■ Short exercise: Copy every row below, swapping "largest circle" for "biggest circle" wherever it occurs and leaving everything else unchanged.

(Point placement rows)
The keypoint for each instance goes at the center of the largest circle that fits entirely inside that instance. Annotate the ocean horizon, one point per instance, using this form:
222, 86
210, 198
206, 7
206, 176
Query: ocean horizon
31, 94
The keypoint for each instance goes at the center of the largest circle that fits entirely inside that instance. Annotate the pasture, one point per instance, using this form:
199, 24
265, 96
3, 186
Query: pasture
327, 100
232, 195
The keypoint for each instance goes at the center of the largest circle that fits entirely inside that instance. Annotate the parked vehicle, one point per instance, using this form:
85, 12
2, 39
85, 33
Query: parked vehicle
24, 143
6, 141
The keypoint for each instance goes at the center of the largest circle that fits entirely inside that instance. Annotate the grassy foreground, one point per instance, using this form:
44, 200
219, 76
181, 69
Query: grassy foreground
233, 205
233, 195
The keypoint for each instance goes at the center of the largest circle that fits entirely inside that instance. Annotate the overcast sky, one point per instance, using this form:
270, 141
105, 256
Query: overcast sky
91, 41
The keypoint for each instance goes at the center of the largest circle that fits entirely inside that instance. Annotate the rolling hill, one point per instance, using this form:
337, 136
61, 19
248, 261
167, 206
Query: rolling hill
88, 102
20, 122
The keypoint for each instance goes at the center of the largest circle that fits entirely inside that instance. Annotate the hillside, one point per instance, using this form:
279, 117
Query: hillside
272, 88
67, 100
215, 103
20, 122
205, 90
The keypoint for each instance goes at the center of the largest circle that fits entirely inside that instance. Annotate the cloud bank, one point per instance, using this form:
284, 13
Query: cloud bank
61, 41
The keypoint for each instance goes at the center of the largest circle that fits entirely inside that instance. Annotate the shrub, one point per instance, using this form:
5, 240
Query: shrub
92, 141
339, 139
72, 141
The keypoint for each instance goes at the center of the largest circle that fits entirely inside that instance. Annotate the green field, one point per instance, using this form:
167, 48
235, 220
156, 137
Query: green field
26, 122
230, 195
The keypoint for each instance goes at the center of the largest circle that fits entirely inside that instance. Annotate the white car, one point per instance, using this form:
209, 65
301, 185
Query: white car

■ Response for this exercise:
The keypoint for each instance goes at the center of the biggest circle that fits entirely inside that instance. Annotate the ocean horizon, one point per instance, using this form:
222, 86
210, 198
206, 7
206, 176
Query: ocean horizon
31, 94
The keypoint for each instance goes at the center of the biggest circle that fits entirely inside that instance. Annotate the pasture, one point per instance, using this form:
199, 24
265, 96
3, 186
Query: pasture
327, 100
232, 195
The keypoint for each instance goes at the center of the biggest circle that fits entirely inside that instance. Annotate the parked vehicle, one point per instance, using this form:
85, 12
2, 39
85, 33
Query: parked vehicle
24, 143
6, 141
The keypoint for each instance goes at the center of the biggest circle that fits entirely inside that instance. Annotate the grassy foreground, one point per instance, using this form:
44, 200
219, 76
181, 69
Query: grassy foreground
233, 205
233, 195
The keypoint for each instance goes at the center of the biggest circle that fits entirely inside that instance. Annotate the overcast sky, one point per instance, using this form:
270, 141
105, 256
Query: overcast sky
91, 41
The keypoint for each instance goes at the center of the biggest circle that fits entirely inside that instance. Annotate the rolling hill, one point per instance, using this form:
337, 136
61, 19
248, 261
167, 206
Query: rolling hill
88, 102
20, 122
The keypoint for each instance goes at the center of the biggest circle that fits entirely inside that instance. Annotate the hillside, one point per instance, using this form:
279, 117
Query: hillside
272, 88
67, 100
215, 103
20, 122
205, 90
The keypoint for each instance goes at the center of the biggest circle that fits entirely inside that instance. Annotate the cloud bank, one point per instance, using this form:
284, 13
Query: cloud bank
61, 41
The keypoint for each instance goes at the center of the biggest circle that fits entirely inside that instance. Annotate the shrub, one point per instance, using this form:
5, 240
Query: shrub
92, 141
339, 139
72, 141
The keypoint for each instance goes at the center of the biggest circle that fits entirely inside that instance. Annotate the green field, one point per instance, using this form:
167, 48
235, 220
156, 137
Query: green field
26, 122
230, 195
The keypoint for each instance goes at the center of the biggest circle that fits entirely inside that instance. Annotate the white car, one point per instance, using this form:
209, 65
301, 185
Query: white car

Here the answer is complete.